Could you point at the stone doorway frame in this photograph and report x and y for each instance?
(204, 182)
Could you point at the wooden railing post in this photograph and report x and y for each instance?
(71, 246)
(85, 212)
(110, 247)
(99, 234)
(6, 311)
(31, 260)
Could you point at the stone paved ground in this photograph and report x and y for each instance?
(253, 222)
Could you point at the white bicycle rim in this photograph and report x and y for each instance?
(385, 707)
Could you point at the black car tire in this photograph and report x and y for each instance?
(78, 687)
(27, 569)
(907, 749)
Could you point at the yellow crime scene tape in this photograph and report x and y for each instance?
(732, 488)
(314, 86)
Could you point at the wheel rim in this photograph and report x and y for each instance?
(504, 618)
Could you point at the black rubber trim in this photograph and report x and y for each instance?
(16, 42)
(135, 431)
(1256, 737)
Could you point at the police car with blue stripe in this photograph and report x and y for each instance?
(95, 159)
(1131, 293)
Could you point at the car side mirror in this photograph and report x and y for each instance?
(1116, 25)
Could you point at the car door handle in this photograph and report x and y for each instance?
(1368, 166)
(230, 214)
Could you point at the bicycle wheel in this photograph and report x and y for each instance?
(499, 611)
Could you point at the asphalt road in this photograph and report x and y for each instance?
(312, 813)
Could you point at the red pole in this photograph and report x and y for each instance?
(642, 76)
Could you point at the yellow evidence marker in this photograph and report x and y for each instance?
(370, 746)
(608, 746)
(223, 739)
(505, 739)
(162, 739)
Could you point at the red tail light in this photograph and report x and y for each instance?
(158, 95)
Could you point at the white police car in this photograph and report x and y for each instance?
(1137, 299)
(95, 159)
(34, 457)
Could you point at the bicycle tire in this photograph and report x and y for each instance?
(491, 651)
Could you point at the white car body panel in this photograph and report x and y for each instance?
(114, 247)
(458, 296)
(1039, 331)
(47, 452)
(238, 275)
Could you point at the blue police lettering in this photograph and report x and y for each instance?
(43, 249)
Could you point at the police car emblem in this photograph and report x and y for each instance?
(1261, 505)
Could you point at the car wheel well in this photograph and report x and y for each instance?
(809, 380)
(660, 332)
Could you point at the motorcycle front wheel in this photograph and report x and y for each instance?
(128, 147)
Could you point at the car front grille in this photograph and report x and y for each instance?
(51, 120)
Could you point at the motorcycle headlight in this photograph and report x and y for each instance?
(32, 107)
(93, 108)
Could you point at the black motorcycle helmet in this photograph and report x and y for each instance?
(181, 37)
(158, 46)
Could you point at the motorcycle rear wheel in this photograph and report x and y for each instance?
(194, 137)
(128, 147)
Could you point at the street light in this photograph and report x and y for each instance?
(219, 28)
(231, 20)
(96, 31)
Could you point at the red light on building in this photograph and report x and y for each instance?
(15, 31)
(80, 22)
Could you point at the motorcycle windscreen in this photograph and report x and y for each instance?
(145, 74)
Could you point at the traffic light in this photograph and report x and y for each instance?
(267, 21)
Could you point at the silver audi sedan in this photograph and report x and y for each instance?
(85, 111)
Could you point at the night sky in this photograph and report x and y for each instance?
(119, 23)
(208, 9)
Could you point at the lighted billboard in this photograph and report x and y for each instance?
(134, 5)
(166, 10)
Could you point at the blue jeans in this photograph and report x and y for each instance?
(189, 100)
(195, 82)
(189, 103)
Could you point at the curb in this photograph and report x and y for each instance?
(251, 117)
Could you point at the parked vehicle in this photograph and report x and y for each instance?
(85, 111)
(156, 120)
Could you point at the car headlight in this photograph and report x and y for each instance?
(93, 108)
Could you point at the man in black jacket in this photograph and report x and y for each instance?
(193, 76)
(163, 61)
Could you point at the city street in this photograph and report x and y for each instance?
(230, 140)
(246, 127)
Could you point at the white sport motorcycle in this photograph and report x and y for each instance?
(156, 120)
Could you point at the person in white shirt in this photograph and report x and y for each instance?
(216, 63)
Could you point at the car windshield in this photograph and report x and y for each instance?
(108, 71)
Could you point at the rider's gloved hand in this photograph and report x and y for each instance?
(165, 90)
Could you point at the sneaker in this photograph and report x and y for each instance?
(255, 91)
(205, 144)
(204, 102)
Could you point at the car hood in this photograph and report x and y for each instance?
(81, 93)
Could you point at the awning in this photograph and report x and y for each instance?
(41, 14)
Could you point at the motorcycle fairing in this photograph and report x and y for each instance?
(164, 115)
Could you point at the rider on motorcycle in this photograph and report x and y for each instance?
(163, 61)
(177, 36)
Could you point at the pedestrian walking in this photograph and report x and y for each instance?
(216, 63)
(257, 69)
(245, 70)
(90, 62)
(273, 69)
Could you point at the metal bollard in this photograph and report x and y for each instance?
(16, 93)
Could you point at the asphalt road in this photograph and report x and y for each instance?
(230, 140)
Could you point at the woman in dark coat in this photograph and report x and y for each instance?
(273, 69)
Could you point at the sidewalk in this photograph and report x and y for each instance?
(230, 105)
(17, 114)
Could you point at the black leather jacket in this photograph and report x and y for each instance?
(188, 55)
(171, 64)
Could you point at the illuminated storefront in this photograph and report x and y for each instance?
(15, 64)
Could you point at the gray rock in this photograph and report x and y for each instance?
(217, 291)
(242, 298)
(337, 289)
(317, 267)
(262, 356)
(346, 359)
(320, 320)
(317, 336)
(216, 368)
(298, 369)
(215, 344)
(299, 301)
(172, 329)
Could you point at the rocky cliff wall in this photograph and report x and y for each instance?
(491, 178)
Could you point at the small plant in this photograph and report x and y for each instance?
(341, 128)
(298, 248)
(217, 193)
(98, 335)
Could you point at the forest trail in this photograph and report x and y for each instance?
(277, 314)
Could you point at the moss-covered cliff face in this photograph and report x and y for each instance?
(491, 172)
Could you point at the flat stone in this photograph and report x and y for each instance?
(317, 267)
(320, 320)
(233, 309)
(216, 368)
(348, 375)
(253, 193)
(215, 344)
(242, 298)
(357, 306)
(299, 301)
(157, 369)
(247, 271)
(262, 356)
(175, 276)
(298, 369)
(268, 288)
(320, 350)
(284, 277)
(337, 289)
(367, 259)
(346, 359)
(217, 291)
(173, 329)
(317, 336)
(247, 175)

+-------+

Written request:
Write out every line from the records above, word for word.

Response for this exercise:
Could you point at the stone doorway frame in this photograph and report x and y for each instance?
(204, 182)
Could you point at the wooden railing post in this photograph and report x and y for each instance?
(71, 246)
(85, 212)
(110, 247)
(99, 234)
(6, 311)
(31, 260)
Could you point at the stone paved ground in this photograph and report x and y for each instance?
(253, 222)
Could you point at the white bicycle rim in this photograph and report x and y for each instance?
(385, 707)
Could you point at the black car tire in this photograph and report x and y for each instance?
(78, 687)
(27, 569)
(907, 749)
Could you point at the yellow crime scene tape in this photograph and report x and y for each instance?
(732, 488)
(314, 86)
Could you point at the wheel rim in this photograph and report x and y for each instance?
(504, 618)
Could you point at the black rubber trim in this photograph and report x and y for each instance?
(16, 42)
(135, 431)
(1256, 737)
Could you point at the police car with blue stripe in this photograph and report x and y for each instance?
(95, 159)
(1131, 293)
Could you point at the car side mirror in this photograph and report x and y for each instance?
(1116, 25)
Could you point at the car door handle in this photograph and report x and y for each instance?
(1368, 166)
(230, 214)
Could you point at the bicycle wheel in this photograph and report x and y for each instance?
(499, 611)
Could you point at the asphalt road in this photograph and report x and y for each instance?
(312, 813)
Could you point at the red pole in this photograph and report x and y for each instance?
(642, 76)
Could you point at the yellow evidence marker in this photograph and report x and y for each instance?
(370, 746)
(608, 746)
(223, 739)
(505, 739)
(162, 739)
Could you point at the red tail light in this photograph and report x and y for each instance?
(158, 95)
Could you point at the white police car in this photograph and report x and y for each instance?
(1137, 299)
(95, 159)
(34, 457)
Could you point at the bicycle tire in this photograph and report x and y for each instance?
(491, 651)
Could you point at the white car body panel in this photograph and report x and y for each instance?
(114, 247)
(458, 296)
(1039, 331)
(47, 452)
(238, 275)
Could you point at the blue police lettering in this photograph and report x and y for each instance?
(43, 249)
Could you point at the police car emblem in this photograph and report x and y for each instance?
(1261, 505)
Could you point at the car wheel well in this photograph and report x and y for each instance?
(809, 380)
(660, 332)
Could you point at the motorcycle front wheel in this photograph and report x and y for each instance?
(128, 147)
Could you point at the car front grille in this photograph and report x and y for each instance?
(51, 120)
Could you point at the motorcycle headlight in this photograph and report x and y for each instance?
(32, 107)
(93, 108)
Could you point at the black motorcycle helmet in this photograph and report x and y for each instance?
(181, 37)
(158, 46)
Could you point at the motorcycle rear wheel in this photograph and report x and y for each instance?
(194, 137)
(128, 147)
Could you point at the street light in this photograph and report x and y for each instance?
(219, 28)
(231, 20)
(96, 31)
Could you point at the red light on building in this photograph and report x and y for each instance?
(15, 31)
(80, 22)
Could you point at the motorcycle windscreen in this photograph and report x and y for each instance?
(145, 74)
Could you point at the traffic light in this photograph and report x and y for each instance?
(267, 21)
Could you point at the silver audi sedan in this photograph and report x and y for each instance?
(85, 111)
Could you point at the night sky in this photograph and report x and y for each instance?
(119, 23)
(208, 9)
Could you point at the lighted billboard in this photograph and report x and y for each instance?
(134, 5)
(166, 10)
Could you point at the blue jeans in this photograph and report x and y for each instance?
(189, 100)
(195, 82)
(189, 103)
Could you point at the curb in this photograph and report x and y for each instance?
(251, 117)
Could you point at the parked vehicle in this photograph and report x and y for each instance?
(85, 111)
(156, 120)
Could you point at the car headlight in this photograph and report x and y for each instance?
(93, 108)
Could you point at the man in black jacket in this photograph and report x and y for each instance?
(193, 76)
(163, 61)
Could you point at the city street in this photograph and report x and y for each instance?
(230, 140)
(246, 127)
Could you point at the white sport motorcycle in this photograph and report x and y for each instance?
(156, 120)
Could you point at the person in white shirt in this photograph and report x and y for each instance?
(216, 63)
Could you point at the car windshield in this photograph and report x and y for each instance?
(108, 71)
Could you point at the rider's gloved hand in this photograph and report x and y for each instance?
(165, 90)
Could you point at the sneaker in this photograph and report x and y for each instance?
(255, 91)
(205, 144)
(204, 102)
Could you point at the car hood in this photograph and report x and y for each instance?
(81, 93)
Could you point at the awning in this photograph and report x and y for each instance?
(41, 14)
Could you point at the motorcycle fairing in this photograph and report x and y for each instance?
(164, 115)
Could you point at the rider on motorcycle in this photograph and report x and y for each instance?
(163, 61)
(177, 36)
Could you point at the pedestrian walking in this photograph and report x and y for each instance?
(216, 63)
(257, 69)
(245, 70)
(90, 62)
(273, 69)
Could you point at the metal bollard in this photograph and report x and y for each instance?
(16, 93)
Could you point at the asphalt road in this photograph and report x and y for each instance?
(230, 140)
Could you point at the woman in dark coat in this photograph and report x and y for each instance?
(273, 69)
Could you point at the sidewalk in this photograph and report x and y for each instance?
(230, 105)
(17, 114)
Could you point at the black leather jacket in this photograph and report x and y for each instance?
(188, 55)
(171, 64)
Could you point at the illuminated storefront in this photograph and report x and y for each instance?
(15, 64)
Could you point at the gray rock in this photograph and report x and y for each instance?
(217, 291)
(242, 298)
(337, 289)
(317, 267)
(262, 356)
(346, 359)
(320, 320)
(317, 336)
(216, 368)
(298, 369)
(215, 344)
(299, 301)
(172, 329)
Could you point at the rocky cliff wall in this photograph and report x and y for each instance?
(491, 178)
Could you point at the small plant in this photograph and report x and y for each instance?
(341, 128)
(298, 248)
(217, 193)
(98, 335)
Could you point at the forest trail in this photograph and report x and y for each instance?
(277, 314)
Could you point at the moss-covered cliff face in this photograph and report x and y for each instance?
(491, 172)
Could you point at the flat stone in this photograph and report x and y for each instance?
(317, 267)
(320, 320)
(233, 309)
(216, 368)
(348, 375)
(253, 193)
(215, 344)
(242, 298)
(357, 306)
(299, 301)
(157, 369)
(247, 271)
(262, 356)
(175, 276)
(298, 369)
(268, 288)
(320, 350)
(284, 277)
(337, 289)
(367, 259)
(346, 359)
(217, 291)
(173, 329)
(317, 336)
(247, 175)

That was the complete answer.